*WHAT NEEDS TO BE DONE*
Give the listing again exactly, omitting its images.

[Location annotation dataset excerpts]
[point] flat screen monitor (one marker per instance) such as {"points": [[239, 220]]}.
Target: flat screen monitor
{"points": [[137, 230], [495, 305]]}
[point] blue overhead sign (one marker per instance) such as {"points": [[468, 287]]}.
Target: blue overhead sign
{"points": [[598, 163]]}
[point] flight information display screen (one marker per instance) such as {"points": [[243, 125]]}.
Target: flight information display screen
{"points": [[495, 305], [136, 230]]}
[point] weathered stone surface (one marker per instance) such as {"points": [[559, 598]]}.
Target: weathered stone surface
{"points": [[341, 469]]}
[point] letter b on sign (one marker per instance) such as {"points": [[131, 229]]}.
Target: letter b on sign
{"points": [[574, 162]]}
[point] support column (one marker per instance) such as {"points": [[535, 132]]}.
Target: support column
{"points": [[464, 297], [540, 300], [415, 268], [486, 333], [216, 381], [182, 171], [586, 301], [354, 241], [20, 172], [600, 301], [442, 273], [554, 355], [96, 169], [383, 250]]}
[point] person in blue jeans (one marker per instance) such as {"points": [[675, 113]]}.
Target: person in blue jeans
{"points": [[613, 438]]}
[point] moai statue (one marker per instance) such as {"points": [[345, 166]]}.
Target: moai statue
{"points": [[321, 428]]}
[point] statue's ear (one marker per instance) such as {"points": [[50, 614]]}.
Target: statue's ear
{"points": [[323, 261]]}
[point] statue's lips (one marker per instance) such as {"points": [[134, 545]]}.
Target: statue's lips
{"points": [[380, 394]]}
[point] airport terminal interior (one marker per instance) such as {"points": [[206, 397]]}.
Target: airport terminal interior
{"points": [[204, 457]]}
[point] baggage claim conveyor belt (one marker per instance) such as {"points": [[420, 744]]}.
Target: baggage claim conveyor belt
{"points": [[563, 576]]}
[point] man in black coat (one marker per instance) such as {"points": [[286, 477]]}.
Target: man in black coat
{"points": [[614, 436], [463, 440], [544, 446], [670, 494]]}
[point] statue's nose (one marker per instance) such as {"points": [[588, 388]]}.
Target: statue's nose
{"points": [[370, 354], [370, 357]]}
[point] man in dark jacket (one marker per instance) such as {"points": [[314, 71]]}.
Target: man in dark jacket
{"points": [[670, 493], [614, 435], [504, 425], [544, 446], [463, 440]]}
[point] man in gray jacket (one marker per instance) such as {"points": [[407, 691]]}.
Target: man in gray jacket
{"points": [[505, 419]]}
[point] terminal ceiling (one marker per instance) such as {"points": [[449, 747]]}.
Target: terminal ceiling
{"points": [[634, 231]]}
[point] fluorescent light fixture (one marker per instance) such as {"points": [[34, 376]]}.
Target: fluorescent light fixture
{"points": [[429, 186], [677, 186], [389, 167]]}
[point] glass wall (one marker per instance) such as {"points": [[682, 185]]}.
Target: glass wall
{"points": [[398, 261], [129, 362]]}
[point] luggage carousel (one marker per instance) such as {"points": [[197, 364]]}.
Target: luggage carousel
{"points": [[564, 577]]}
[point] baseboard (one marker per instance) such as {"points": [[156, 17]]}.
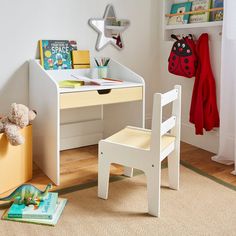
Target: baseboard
{"points": [[80, 134], [209, 141]]}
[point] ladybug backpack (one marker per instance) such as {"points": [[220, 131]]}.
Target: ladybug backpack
{"points": [[183, 58]]}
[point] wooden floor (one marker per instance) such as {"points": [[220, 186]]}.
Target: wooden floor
{"points": [[79, 166]]}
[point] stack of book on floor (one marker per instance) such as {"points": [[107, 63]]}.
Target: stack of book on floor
{"points": [[47, 212]]}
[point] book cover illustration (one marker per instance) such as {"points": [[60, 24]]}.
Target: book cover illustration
{"points": [[56, 215], [56, 54], [179, 8], [217, 15], [45, 209], [198, 5]]}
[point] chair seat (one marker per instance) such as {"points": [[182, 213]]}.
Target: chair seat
{"points": [[138, 138]]}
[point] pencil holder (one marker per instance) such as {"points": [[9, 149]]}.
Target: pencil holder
{"points": [[102, 72]]}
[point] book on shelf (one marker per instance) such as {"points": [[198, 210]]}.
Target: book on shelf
{"points": [[44, 210], [56, 54], [70, 83], [198, 5], [81, 59], [217, 15], [55, 217], [103, 82], [179, 8]]}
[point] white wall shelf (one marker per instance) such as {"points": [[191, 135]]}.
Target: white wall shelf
{"points": [[213, 28], [195, 25]]}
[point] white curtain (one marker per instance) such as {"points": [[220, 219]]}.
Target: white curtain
{"points": [[227, 146]]}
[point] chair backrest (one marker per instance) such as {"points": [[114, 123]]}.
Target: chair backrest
{"points": [[172, 124]]}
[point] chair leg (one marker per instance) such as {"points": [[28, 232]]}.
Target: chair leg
{"points": [[173, 169], [103, 177], [153, 191], [128, 171]]}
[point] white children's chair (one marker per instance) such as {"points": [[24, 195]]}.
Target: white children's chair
{"points": [[145, 150]]}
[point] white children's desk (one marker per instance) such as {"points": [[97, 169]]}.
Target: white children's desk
{"points": [[121, 104]]}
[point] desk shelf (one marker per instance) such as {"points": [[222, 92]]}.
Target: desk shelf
{"points": [[122, 105]]}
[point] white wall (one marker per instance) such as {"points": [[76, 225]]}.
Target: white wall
{"points": [[209, 141], [23, 23]]}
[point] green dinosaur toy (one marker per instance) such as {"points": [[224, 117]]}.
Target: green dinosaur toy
{"points": [[27, 194]]}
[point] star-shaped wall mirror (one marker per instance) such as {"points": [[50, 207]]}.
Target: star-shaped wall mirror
{"points": [[109, 29]]}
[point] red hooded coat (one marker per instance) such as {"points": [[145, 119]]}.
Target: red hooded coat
{"points": [[203, 111]]}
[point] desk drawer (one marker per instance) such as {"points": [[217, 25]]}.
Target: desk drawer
{"points": [[92, 98]]}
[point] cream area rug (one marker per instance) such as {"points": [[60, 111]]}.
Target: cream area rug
{"points": [[200, 207]]}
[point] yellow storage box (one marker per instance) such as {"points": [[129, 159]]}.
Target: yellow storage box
{"points": [[15, 161]]}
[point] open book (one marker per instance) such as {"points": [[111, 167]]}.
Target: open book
{"points": [[105, 81]]}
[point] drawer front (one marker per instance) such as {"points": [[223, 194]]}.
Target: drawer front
{"points": [[92, 98]]}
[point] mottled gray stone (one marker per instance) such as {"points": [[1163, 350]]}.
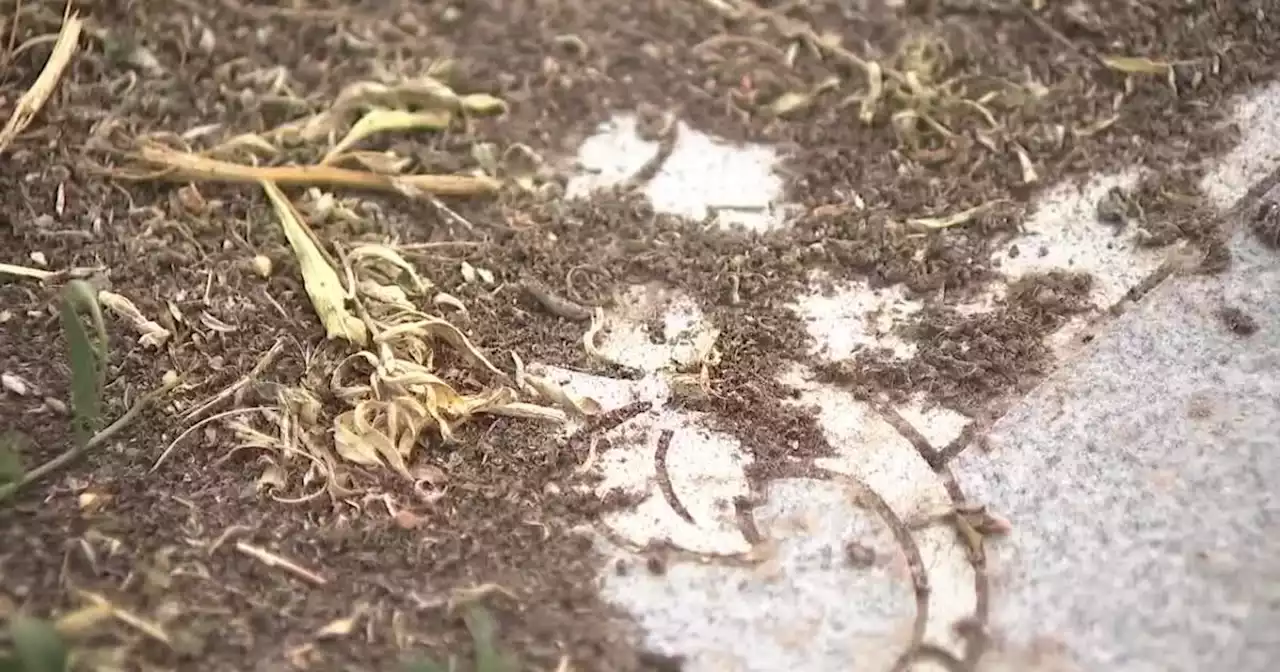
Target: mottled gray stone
{"points": [[1141, 480]]}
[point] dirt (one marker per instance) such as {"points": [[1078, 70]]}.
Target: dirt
{"points": [[507, 511]]}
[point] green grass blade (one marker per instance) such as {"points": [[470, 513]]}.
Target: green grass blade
{"points": [[87, 359], [37, 647], [484, 635], [10, 456]]}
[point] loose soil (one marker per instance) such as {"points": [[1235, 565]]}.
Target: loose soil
{"points": [[504, 512]]}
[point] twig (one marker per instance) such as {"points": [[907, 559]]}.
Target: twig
{"points": [[94, 442], [129, 618], [182, 167], [186, 433], [556, 305], [46, 275], [216, 400], [31, 103], [274, 561]]}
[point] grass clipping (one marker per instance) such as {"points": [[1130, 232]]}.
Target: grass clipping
{"points": [[389, 387]]}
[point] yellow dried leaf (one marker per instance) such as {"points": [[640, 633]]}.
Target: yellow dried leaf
{"points": [[561, 397], [1136, 64], [356, 446], [387, 255], [483, 104], [319, 277], [380, 120], [530, 411], [446, 332], [964, 216], [152, 336]]}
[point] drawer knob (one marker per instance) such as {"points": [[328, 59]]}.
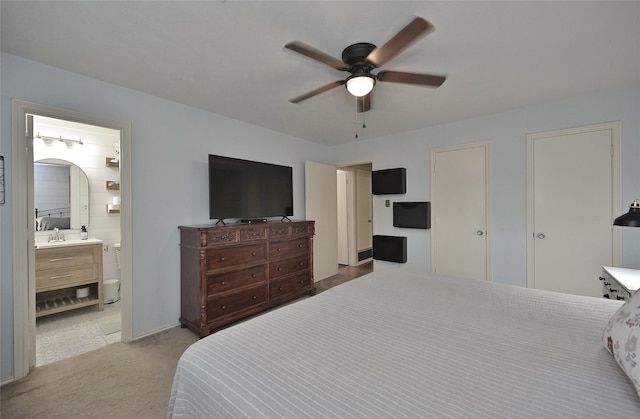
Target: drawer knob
{"points": [[60, 259], [61, 276]]}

*EXERCISE RESULT*
[point] flat screen monitor (one marker per instance) such as {"points": [[239, 220]]}.
Target: flat screen monitor
{"points": [[137, 230], [495, 305]]}
[point] blue overhead sign (one marker per instance) such as {"points": [[468, 287]]}.
Target: blue overhead sign
{"points": [[598, 163]]}
[point] flight information display screen (one marker per instance) such as {"points": [[243, 125]]}.
Target: flight information display screen
{"points": [[495, 305], [136, 230]]}
[point] weathered stone surface (one marker per instance) such as {"points": [[559, 598]]}.
Target: weathered stone surface
{"points": [[341, 469]]}
[point] letter b on sign (one marker per instance) such as {"points": [[131, 229]]}.
Target: letter b on sign
{"points": [[574, 162]]}
[point] support column (one marker per instance) such as {"points": [[535, 132]]}.
Target: support column
{"points": [[464, 297], [540, 300], [415, 268], [486, 333], [216, 381], [182, 171], [586, 301], [354, 241], [20, 172], [600, 301], [442, 273], [554, 355], [96, 169], [383, 250]]}
[point] person in blue jeans (one marker per instance) such as {"points": [[675, 113]]}.
Target: person in blue jeans
{"points": [[613, 438]]}
[point] moai statue (one marker per instance) such as {"points": [[345, 166]]}.
Target: moai statue
{"points": [[321, 428]]}
[point] statue's ear (one marker per instance) such as {"points": [[50, 614]]}.
Target: statue's ear
{"points": [[323, 261]]}
[point] statue's lips (one marker per instance) such as {"points": [[134, 545]]}.
Target: statue's lips
{"points": [[380, 394]]}
[point] airport terminal interior (one marker per instance) such as {"points": [[206, 397]]}.
Target: airport terminal interior
{"points": [[204, 457]]}
[point] baggage claim conveyor belt (one marker per instance) such as {"points": [[420, 744]]}.
Target: baggage claim conveyor belt
{"points": [[563, 576]]}
[point] man in black coat (one marker per instance) such as {"points": [[286, 477]]}.
Target: man in black coat
{"points": [[614, 436], [463, 440], [544, 446], [670, 494]]}
[point] statue's nose (one marker per instance) such as {"points": [[588, 388]]}.
Target: statue's nose
{"points": [[370, 354], [370, 357]]}
[point] man in dark jacket (one marker per instance) such as {"points": [[314, 71]]}.
Target: man in dark jacket
{"points": [[670, 493], [614, 435], [504, 425], [544, 446], [463, 440]]}
[point] man in gray jacket (one marker per instance) such as {"points": [[407, 691]]}.
Target: man in gray jacket
{"points": [[505, 419]]}
[point] terminal ceiling (one marker per instance) such as {"points": [[449, 747]]}.
Target: terminal ceiling
{"points": [[634, 231]]}
[point] fluorescent light fixture (one marker per instance) such as {"points": [[34, 376]]}.
Target: fluorescent light fixture
{"points": [[429, 186], [677, 186], [389, 167]]}
[point] glass wall (one marker per instance) such as {"points": [[682, 185]]}.
Target: glass wall
{"points": [[398, 261], [129, 362]]}
[point] luggage carousel (one marker per instance) such as {"points": [[197, 364]]}.
Target: luggage carousel
{"points": [[564, 577]]}
[point] baseboard (one marker per instance) such as {"points": [[156, 17]]}.
Target: baseboard
{"points": [[80, 134], [209, 141]]}
[point] ladybug backpack (one marker per instance) such as {"points": [[220, 131]]}.
Target: ladybug backpack
{"points": [[183, 58]]}
[point] wooden floor (one marker per instance) such as {"points": [[220, 186]]}.
Target: wooden floor
{"points": [[79, 166]]}
[point] stack of book on floor (one marker per instance) such as {"points": [[107, 63]]}.
Target: stack of book on floor
{"points": [[47, 212]]}
[point] book cover illustration (one marker per instance) such as {"points": [[60, 24]]}.
Target: book cover illustration
{"points": [[56, 215], [56, 54], [179, 8], [217, 15], [45, 209], [198, 5]]}
[point] chair seat (one marker per instance) such as {"points": [[182, 213]]}.
Target: chair seat
{"points": [[138, 138]]}
[point] pencil holder (one marker per instance) such as {"points": [[9, 149]]}.
Target: pencil holder
{"points": [[102, 72]]}
[point] book on shelf (one marker per instance) such as {"points": [[198, 210]]}.
Target: book on shelf
{"points": [[44, 210], [56, 54], [70, 83], [198, 5], [81, 59], [217, 15], [55, 217], [103, 82], [179, 8]]}
[point] white wall shelf (one marker per instance) such as {"points": [[191, 135]]}.
Target: white wall shelf
{"points": [[213, 28], [195, 25]]}
[point] white curtain (one marker per instance) such as {"points": [[220, 219]]}.
Target: white curtain
{"points": [[227, 146]]}
[point] chair backrest (one marker per instance) such as {"points": [[114, 123]]}.
Target: chair backrest
{"points": [[172, 124]]}
[point] chair leg (one marker per instance) such as {"points": [[28, 232]]}.
Target: chair leg
{"points": [[173, 169], [103, 177], [153, 191], [128, 171]]}
[point] white children's chair (one marker per instance) such as {"points": [[24, 195]]}.
Target: white children's chair
{"points": [[145, 150]]}
[point] white children's desk (one marker per instance) such as {"points": [[97, 169]]}.
Target: white children's desk
{"points": [[121, 104]]}
[point] desk shelf (one marker per instance) such as {"points": [[222, 92]]}.
Target: desk shelf
{"points": [[122, 105]]}
[point] white wall (one marker per instance) such as {"points": [[76, 225]]}.
Target: white wall
{"points": [[209, 141], [23, 23]]}
[point] green dinosaur toy (one marker per instance) such as {"points": [[224, 117]]}.
Target: green dinosaur toy
{"points": [[27, 194]]}
[point] star-shaped wall mirror (one marker per instance) such as {"points": [[50, 207]]}.
Target: star-shaped wall mirror
{"points": [[109, 29]]}
[point] red hooded coat (one marker per instance) such as {"points": [[145, 119]]}.
Target: red hooded coat
{"points": [[203, 111]]}
[point] desk drawer (one marker per instance) such as {"points": [[217, 25]]}.
Target: desk drawer
{"points": [[92, 98]]}
[point] cream area rug (one marker per instance) such as {"points": [[60, 111]]}.
Target: cream area rug
{"points": [[200, 207]]}
[point] yellow storage box (one marker per instance) such as {"points": [[129, 159]]}.
Target: yellow storage box
{"points": [[15, 161]]}
[point] open book (one marker per instance) such as {"points": [[111, 167]]}.
Target: open book
{"points": [[105, 81]]}
[point] drawer front (one marker per instance) such as {"points": [[223, 194]]}.
Target: drawer front
{"points": [[92, 98]]}
[point] mottled gray stone (one marker per instance) such as {"points": [[1163, 350]]}.
Target: mottled gray stone
{"points": [[1141, 480]]}
[point] dirt (one marker per instance) such as {"points": [[1078, 70]]}.
Target: dirt
{"points": [[507, 511]]}
[point] green grass blade (one marker per instance) such as {"points": [[470, 513]]}.
Target: green grass blade
{"points": [[87, 359], [37, 647], [484, 635], [10, 456]]}
[point] loose soil (one marker per instance) such as {"points": [[1235, 565]]}.
Target: loose soil
{"points": [[504, 512]]}
[point] twig (one marker per instance) such as {"points": [[907, 559]]}.
Target: twig
{"points": [[94, 442], [129, 618], [182, 167], [186, 433], [556, 305], [46, 275], [216, 400], [31, 103], [274, 561]]}
[point] grass clipping (one marker per instance) such as {"points": [[1130, 232]]}.
Target: grass clipping
{"points": [[389, 387]]}
[point] yellow dried leaf (one marker per instance) such as {"points": [[640, 633]]}.
Target: yellow dried leaf
{"points": [[561, 397], [1136, 64], [356, 446], [387, 255], [483, 104], [319, 277], [380, 120], [530, 411], [446, 332], [964, 216], [152, 336]]}
[point] drawer knob (one marker per instance) such as {"points": [[328, 59]]}.
Target: drawer knob
{"points": [[60, 259], [61, 276]]}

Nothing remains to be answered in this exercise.